Stored data entries:
^^^^

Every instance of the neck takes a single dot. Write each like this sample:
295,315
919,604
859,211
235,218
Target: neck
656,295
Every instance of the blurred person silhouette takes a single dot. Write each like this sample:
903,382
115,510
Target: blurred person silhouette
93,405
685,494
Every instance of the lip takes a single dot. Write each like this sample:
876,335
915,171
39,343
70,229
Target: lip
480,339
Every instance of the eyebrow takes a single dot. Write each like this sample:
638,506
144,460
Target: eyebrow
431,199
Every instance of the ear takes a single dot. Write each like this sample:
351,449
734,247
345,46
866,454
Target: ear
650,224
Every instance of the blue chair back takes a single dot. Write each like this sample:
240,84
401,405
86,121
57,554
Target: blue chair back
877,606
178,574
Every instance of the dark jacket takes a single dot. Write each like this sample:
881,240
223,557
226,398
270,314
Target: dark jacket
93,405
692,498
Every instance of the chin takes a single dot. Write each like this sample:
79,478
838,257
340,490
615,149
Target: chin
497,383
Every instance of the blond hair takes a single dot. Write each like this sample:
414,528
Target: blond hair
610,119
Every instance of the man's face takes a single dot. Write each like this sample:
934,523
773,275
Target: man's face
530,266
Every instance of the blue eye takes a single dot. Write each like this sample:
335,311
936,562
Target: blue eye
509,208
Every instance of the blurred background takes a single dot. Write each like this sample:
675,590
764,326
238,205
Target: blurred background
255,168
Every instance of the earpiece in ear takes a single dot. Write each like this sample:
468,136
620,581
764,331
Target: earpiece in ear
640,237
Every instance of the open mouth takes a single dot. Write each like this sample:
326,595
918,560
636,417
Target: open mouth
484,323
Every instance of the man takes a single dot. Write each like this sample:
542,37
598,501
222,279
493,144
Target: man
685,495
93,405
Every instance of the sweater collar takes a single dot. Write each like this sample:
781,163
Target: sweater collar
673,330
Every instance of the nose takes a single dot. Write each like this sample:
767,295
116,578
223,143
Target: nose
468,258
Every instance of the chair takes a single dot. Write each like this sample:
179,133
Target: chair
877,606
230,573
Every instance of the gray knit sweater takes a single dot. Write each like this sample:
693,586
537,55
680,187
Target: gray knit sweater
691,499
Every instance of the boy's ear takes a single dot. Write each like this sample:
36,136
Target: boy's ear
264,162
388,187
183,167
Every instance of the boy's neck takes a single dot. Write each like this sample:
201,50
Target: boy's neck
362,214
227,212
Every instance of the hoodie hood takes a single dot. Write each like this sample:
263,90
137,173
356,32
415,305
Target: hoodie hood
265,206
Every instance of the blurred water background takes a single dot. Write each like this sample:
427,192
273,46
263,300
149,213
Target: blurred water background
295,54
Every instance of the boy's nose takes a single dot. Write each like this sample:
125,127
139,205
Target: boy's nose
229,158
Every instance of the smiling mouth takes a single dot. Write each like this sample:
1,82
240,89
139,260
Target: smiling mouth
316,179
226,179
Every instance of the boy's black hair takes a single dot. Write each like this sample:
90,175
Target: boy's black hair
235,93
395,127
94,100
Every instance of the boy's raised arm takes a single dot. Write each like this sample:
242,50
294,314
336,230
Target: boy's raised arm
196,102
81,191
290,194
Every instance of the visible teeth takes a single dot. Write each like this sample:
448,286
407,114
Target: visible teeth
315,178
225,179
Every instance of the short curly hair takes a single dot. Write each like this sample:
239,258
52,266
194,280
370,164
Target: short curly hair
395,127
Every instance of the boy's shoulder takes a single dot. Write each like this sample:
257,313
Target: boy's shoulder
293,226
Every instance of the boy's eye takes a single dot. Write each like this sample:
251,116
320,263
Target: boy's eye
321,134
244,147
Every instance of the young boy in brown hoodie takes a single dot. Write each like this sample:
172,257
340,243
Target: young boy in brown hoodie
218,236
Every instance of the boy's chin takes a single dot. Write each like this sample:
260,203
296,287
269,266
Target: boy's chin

^^^^

WHAT THIS TASK INVOLVES: Would you copy out all the entries above without changing a single character?

ANSWER SPACE:
Every instance of the neck takes a single dot. Write each like this sample:
295,315
919,604
859,211
235,218
Target: neck
656,295
Every instance of the blurred person silhouette takes a single dot. Write each like this sample:
903,382
115,510
Target: blurred person silhouette
93,405
685,494
Every instance of the lip takes a single dot. Write each like this sample:
876,335
915,171
39,343
70,229
Target: lip
480,339
Every instance of the eyebrow takes a single dot. Write each like this sample:
638,506
144,460
Target: eyebrow
431,199
Every instance of the ear takes a single dot. Write each like this sample:
351,449
734,247
345,46
866,454
Target: ear
650,224
Every instance of the blue chair back takes a single dot. Write each like this sample:
240,84
401,405
86,121
57,554
Target: blue chair back
877,606
178,574
Every instance of the dark jacket takes a single dot. Write each like this sample:
881,240
223,557
226,398
270,314
Target: dark jacket
93,405
692,498
Every instance of the chin takes a single dot. Write each like this sample:
79,478
838,257
340,490
615,149
Target: chin
497,383
Every instance of the blond hair takes a single dot. Write each like this sample:
414,528
Target: blond hair
610,119
Every instance of the man's face takes a single dot. Write each like this sample:
934,523
773,275
Target: man's face
530,266
Every instance of the blue eye takes a single dot. Write each like this sample:
335,311
936,562
Target: blue eye
509,208
Every instance of the blurred background takes a single dot. Write each like this sample:
675,590
764,326
238,205
Target: blurred background
255,168
Every instance of the earpiece in ear takes a single dot. Write each like this sample:
468,136
620,581
764,331
Target: earpiece in ear
640,237
Every instance of the open mouth takes a single dot. Write each like this sample:
326,595
918,560
636,417
Target: open mouth
484,323
Every instance of the man takes a single dot. Write each like this sample:
542,37
598,501
222,279
493,144
Target: man
685,495
93,405
Every instance of the sweater collar takes a single dot. Write each like this sample:
781,163
Target: sweater collar
673,330
Every instance of the nose takes a single dot. Write each like this sample:
767,295
116,578
223,143
Target: nose
468,258
Every instance of the chair takes a single dot. Write each like this sample:
179,133
Target: chair
877,606
230,573
Every instance of the gray knit sweater takes a single dot. Write each like this sample:
693,586
537,55
680,187
Target: gray knit sweater
691,499
Every instance of the boy's ear takes a single dot. Write each like this sample:
36,136
Target: boy's ear
264,162
388,187
183,167
Every instance of the boy's neck takes a single dot. Write each like this sample:
201,50
Target: boy's neck
362,214
227,212
Every instance of the hoodie hood takes a single dot. Write each like this sample:
263,90
137,173
356,32
415,305
Target: hoodie hood
265,206
Every instance of the blurred water background takes a single dot. Write each like this sample:
427,192
273,46
263,300
149,213
Target: blurred water background
295,54
Every instance of the boy's nose takes a single dot. Write each like this sample:
125,127
139,205
Target: boy's nose
229,158
Every instance of the smiling mouth takes a single dot. Write each like this sample:
1,82
240,89
139,260
Target: smiling mouth
316,179
226,179
Every instance of the boy's black hair takes a single dot. Write each like this sample:
90,175
Target: boy's black hair
235,93
395,127
94,100
Every instance of the boy's raised arm takes a single dot. Write each like this sample:
242,50
294,314
336,230
Target: boy's raised arm
196,102
81,191
290,194
Every instance of the visible teeth takes a single dot. Write each like this sample:
448,286
407,114
Target: visible teeth
315,178
225,179
Every instance of the short curly hair takes a single dot. Write each like this sample:
239,258
52,266
194,280
370,164
Target: short curly hair
395,127
Every instance of the boy's shoulder takes a single dot. Write each like this sample:
257,313
Target: boy's shoulder
293,226
Every instance of the boy's eye takes a single dot. Write each like this sample:
251,116
320,263
Target: boy's eye
321,134
244,147
Every instance of the young boy in brown hoodie takes a single dot. Write each like this sample:
172,257
340,243
Target: young boy in brown hoodie
218,236
Every instance of the boy's chin takes a single dot. Write each like this sample:
260,203
296,287
269,266
Target: boy's chin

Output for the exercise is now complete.